Records excerpted from a collection:
※ ※ ※

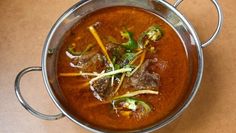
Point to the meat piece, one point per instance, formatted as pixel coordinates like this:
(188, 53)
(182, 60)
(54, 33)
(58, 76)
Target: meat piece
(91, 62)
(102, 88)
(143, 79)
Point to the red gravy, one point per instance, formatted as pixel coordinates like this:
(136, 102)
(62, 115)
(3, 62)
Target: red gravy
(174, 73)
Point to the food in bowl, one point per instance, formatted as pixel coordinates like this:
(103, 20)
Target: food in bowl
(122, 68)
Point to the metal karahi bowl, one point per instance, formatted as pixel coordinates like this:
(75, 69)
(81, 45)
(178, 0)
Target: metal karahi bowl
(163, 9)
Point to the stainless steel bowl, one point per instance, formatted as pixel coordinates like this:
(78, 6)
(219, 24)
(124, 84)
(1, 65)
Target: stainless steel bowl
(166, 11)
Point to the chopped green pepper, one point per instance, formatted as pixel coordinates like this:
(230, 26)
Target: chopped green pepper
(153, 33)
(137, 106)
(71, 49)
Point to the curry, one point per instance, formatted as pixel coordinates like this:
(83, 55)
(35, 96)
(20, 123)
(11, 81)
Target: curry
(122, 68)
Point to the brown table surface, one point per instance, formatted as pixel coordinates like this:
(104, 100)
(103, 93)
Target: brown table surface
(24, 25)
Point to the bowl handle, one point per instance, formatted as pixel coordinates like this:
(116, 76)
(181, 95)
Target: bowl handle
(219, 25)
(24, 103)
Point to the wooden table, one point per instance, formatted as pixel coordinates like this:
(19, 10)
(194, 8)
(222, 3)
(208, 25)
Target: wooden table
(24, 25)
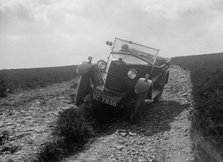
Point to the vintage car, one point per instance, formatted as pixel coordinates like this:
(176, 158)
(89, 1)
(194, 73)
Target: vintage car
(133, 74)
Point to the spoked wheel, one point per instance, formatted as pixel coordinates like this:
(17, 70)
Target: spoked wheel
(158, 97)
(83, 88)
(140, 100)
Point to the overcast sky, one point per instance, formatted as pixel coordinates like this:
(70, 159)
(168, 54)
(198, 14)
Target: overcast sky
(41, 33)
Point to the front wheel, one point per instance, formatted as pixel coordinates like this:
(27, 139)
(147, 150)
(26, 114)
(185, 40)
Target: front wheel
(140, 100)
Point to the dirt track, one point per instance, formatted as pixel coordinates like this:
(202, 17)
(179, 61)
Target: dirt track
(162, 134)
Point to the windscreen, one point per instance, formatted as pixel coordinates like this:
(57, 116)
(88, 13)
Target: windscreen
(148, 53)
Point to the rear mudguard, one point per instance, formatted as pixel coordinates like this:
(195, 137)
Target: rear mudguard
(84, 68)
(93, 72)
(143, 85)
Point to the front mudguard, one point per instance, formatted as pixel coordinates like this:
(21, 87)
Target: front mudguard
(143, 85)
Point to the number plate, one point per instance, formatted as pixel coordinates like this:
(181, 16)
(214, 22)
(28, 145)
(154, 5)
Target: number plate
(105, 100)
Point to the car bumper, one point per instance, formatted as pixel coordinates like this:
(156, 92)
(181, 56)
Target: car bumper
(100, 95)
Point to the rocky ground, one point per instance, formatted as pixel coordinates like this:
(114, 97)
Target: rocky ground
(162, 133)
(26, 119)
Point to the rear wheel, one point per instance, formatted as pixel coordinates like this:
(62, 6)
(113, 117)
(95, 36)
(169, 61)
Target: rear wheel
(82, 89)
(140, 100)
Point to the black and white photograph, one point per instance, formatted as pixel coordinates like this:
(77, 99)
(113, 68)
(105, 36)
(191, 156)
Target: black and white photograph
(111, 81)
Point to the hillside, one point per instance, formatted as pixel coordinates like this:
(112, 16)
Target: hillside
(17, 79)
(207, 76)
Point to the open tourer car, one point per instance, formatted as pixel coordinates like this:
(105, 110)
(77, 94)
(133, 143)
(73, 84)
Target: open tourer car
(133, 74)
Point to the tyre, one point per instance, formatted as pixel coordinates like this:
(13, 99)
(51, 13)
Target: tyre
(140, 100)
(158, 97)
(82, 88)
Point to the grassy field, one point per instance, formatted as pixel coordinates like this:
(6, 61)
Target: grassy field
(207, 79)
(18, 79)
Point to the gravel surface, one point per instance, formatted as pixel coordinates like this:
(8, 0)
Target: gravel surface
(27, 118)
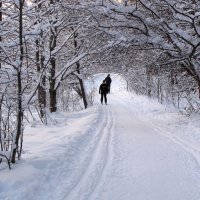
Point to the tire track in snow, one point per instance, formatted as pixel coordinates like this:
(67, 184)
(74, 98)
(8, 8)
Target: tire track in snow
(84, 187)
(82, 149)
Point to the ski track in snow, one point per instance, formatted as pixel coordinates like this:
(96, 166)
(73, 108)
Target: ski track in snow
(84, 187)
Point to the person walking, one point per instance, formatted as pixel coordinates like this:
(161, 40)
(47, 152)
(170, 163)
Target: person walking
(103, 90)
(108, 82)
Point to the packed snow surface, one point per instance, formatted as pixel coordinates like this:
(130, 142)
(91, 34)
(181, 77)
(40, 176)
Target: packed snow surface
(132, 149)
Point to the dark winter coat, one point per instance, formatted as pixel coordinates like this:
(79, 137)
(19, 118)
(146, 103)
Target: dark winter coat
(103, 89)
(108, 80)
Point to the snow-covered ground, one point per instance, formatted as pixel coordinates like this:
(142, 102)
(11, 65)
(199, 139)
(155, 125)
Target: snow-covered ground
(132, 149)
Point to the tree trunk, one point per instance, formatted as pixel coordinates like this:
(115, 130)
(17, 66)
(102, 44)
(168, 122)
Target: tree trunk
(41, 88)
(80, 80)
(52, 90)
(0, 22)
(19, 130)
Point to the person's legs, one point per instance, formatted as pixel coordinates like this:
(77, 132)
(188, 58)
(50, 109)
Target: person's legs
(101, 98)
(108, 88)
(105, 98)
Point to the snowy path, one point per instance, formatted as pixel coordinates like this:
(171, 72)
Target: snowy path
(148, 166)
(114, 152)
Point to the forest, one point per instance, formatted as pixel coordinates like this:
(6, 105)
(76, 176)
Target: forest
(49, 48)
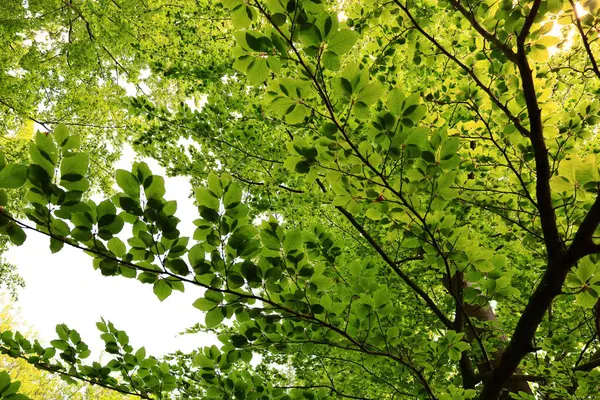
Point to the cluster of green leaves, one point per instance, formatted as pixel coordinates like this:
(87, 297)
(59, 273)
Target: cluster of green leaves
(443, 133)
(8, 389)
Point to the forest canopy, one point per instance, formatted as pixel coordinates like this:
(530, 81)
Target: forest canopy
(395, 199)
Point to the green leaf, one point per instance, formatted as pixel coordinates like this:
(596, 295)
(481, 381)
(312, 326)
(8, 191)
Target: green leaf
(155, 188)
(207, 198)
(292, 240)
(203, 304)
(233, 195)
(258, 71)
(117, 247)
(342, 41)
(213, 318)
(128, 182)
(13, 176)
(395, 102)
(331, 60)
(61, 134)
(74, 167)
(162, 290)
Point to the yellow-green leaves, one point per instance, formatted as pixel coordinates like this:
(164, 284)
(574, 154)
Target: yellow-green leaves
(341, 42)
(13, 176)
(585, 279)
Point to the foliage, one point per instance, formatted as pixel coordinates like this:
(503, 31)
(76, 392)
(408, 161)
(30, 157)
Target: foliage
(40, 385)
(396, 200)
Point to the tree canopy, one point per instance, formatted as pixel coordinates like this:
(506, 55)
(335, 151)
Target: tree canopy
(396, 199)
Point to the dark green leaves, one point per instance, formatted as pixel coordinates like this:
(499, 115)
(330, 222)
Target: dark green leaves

※ ※ ※

## Try it
Only the text is to be copied: please reproduce the records exactly and drop the pictures.

## Written solution
Point to the meat piece, one point per instance, formatted as pixel coordinates like this:
(188, 53)
(182, 60)
(54, 33)
(58, 76)
Target: meat piece
(91, 62)
(102, 88)
(143, 79)
Point to the red gravy, one point per instance, formatted as pixel coordinates like this:
(136, 102)
(62, 115)
(3, 62)
Target: red gravy
(174, 73)
Point to the food in bowl, one point per instance, formatted as pixel coordinates like this:
(103, 20)
Target: food in bowl
(122, 68)
Point to the metal karahi bowl, one point per instance, formatted as pixel coordinates like this:
(75, 69)
(81, 45)
(178, 0)
Target: metal karahi bowl
(163, 9)
Point to the stainless steel bowl, one point per instance, formatted as pixel coordinates like this:
(78, 6)
(219, 24)
(124, 84)
(1, 65)
Target: stainless steel bowl
(166, 11)
Point to the chopped green pepper, one point per instance, formatted as pixel coordinates like this:
(230, 26)
Target: chopped green pepper
(153, 33)
(137, 106)
(71, 49)
Point to the curry, one point per instance, formatted as pixel coordinates like this:
(83, 55)
(35, 96)
(20, 123)
(11, 81)
Target: curry
(122, 68)
Point to the brown table surface, one point per instance, formatted as pixel coordinates like this:
(104, 100)
(103, 93)
Target: brown table surface
(24, 25)
Point to the bowl handle, one point per instance, formatted as pixel coordinates like this:
(116, 76)
(181, 95)
Target: bowl handle
(219, 25)
(24, 103)
Point to the wooden table, one point per instance, formatted as pixel coordinates like this:
(19, 10)
(194, 8)
(222, 3)
(208, 25)
Target: wooden table
(24, 25)
Point to the vintage car, one point per instance, formatted as pixel coordinates like this:
(176, 158)
(89, 1)
(194, 73)
Target: vintage car
(133, 74)
Point to the spoked wheel, one point per instance, formatted as pixel coordinates like this:
(17, 70)
Target: spoked wheel
(158, 97)
(83, 88)
(140, 100)
Point to the overcast sky, one point per instance, formatted as pixel coordinates like this:
(70, 159)
(168, 54)
(198, 14)
Target: overcast sky
(41, 33)
Point to the front wheel, one point per instance, formatted as pixel coordinates like this:
(27, 139)
(147, 150)
(26, 114)
(185, 40)
Target: front wheel
(140, 100)
Point to the dirt track, one point per instance, formatted as pixel coordinates like this:
(202, 17)
(179, 61)
Target: dirt track
(162, 134)
Point to the windscreen, one point per instance, formatted as pixel coordinates like this:
(57, 116)
(88, 13)
Target: windscreen
(148, 53)
Point to the rear mudguard, one point per instance, formatted as pixel coordinates like this:
(195, 137)
Target: rear mudguard
(84, 68)
(93, 72)
(143, 85)
Point to the front mudguard, one point per instance, formatted as pixel coordinates like this:
(21, 87)
Target: front mudguard
(143, 85)
Point to the number plate, one point per instance, formatted as pixel coordinates like this:
(181, 16)
(214, 22)
(28, 145)
(154, 5)
Target: number plate
(105, 100)
Point to the car bumper, one point per instance, formatted as pixel coordinates like this:
(156, 92)
(181, 56)
Target: car bumper
(100, 95)
Point to the rocky ground, one point per instance, formatted as pixel coordinates like this:
(114, 97)
Target: rocky ground
(162, 133)
(26, 119)
Point to the rear wheel, one point per instance, formatted as pixel coordinates like this:
(62, 6)
(113, 117)
(95, 36)
(169, 61)
Target: rear wheel
(82, 89)
(140, 100)
Point to the black and white photograph, one point per instance, formatted as pixel coordinates like this:
(77, 99)
(113, 68)
(105, 36)
(191, 156)
Target: black and white photograph
(111, 81)
Point to the hillside, one point per instance, formatted as pixel coordinates like this:
(112, 16)
Target: hillside
(17, 79)
(207, 76)
Point to the open tourer car, one point per instance, formatted as pixel coordinates like this:
(105, 110)
(77, 94)
(133, 143)
(73, 84)
Target: open tourer car
(133, 74)
Point to the tyre, one point per instance, formatted as pixel coordinates like this:
(13, 99)
(51, 13)
Target: tyre
(140, 100)
(158, 97)
(82, 88)
Point to the grassy field, one point per instance, formatted as pixel coordinates like this:
(6, 61)
Target: grassy field
(207, 79)
(18, 79)
Point to the gravel surface, one point per instance, formatted as pixel coordinates like this:
(8, 0)
Target: gravel surface
(27, 118)
Point to the tire track in snow, one point per instance, formatted as pixel coordinates like this:
(67, 184)
(74, 98)
(8, 8)
Target: tire track in snow
(84, 187)
(82, 149)
Point to the ski track in snow, one point per instance, formatted as pixel coordinates like this:
(96, 166)
(73, 108)
Target: ski track in snow
(84, 187)
Point to the person walking, one point per instance, formatted as pixel coordinates like this:
(161, 40)
(47, 152)
(170, 163)
Target: person walking
(103, 90)
(108, 82)
Point to the packed snow surface, one point per instance, formatted as pixel coordinates like this:
(130, 142)
(91, 34)
(181, 77)
(40, 176)
Target: packed snow surface
(132, 149)
Point to the dark winter coat, one point per instance, formatted as pixel coordinates like this:
(79, 137)
(19, 118)
(146, 103)
Target: dark winter coat
(103, 89)
(108, 80)
Point to the snow-covered ground, one point per instance, formatted as pixel coordinates like this:
(142, 102)
(11, 65)
(199, 139)
(155, 125)
Target: snow-covered ground
(132, 149)
Point to the tree trunk, one point per instance, formatted as pixel coordinates like this:
(115, 130)
(17, 66)
(102, 44)
(168, 122)
Target: tree trunk
(41, 88)
(80, 80)
(52, 90)
(0, 22)
(19, 130)
Point to the person's legs, one point per instance, formatted as pixel coordinates like this:
(77, 132)
(188, 58)
(50, 109)
Target: person's legs
(101, 98)
(108, 88)
(105, 98)
Point to the snowy path, one point per instance, formatted as pixel coordinates like this:
(171, 72)
Target: snowy path
(148, 166)
(114, 152)
Point to the forest, one point per instance, formatted as pixel coordinates like this:
(6, 105)
(76, 176)
Target: forest
(49, 48)
Point to the cluster of green leaves, one point per instance, formatted as pixel coordinates like this:
(87, 297)
(59, 273)
Target: cluster of green leaves
(443, 133)
(8, 389)
Point to the forest canopy, one point per instance, formatted as pixel coordinates like this:
(530, 81)
Target: forest canopy
(395, 199)
Point to the green leaf, one point per instance, formatted as pixel coordinates like this:
(596, 295)
(481, 381)
(312, 326)
(8, 191)
Target: green leaf
(155, 188)
(207, 198)
(292, 240)
(203, 304)
(233, 195)
(258, 71)
(117, 247)
(342, 41)
(213, 318)
(128, 182)
(13, 176)
(395, 102)
(331, 60)
(61, 134)
(74, 167)
(162, 290)
Point to the yellow-green leaves, one point per instance, formatted as pixel coordinates like this:
(164, 284)
(574, 154)
Target: yellow-green leaves
(341, 42)
(13, 176)
(585, 279)
Point to the foliage, one point per instance, formatted as pixel coordinates like this:
(503, 31)
(76, 392)
(408, 161)
(30, 157)
Target: foliage
(40, 385)
(396, 200)
Point to the tree canopy, one point per instance, formatted as pixel coordinates like this:
(506, 55)
(335, 151)
Target: tree canopy
(396, 199)
Point to the dark green leaves, one point per instance, formatted as pixel coordinates like this:
(499, 115)
(330, 222)
Target: dark green leaves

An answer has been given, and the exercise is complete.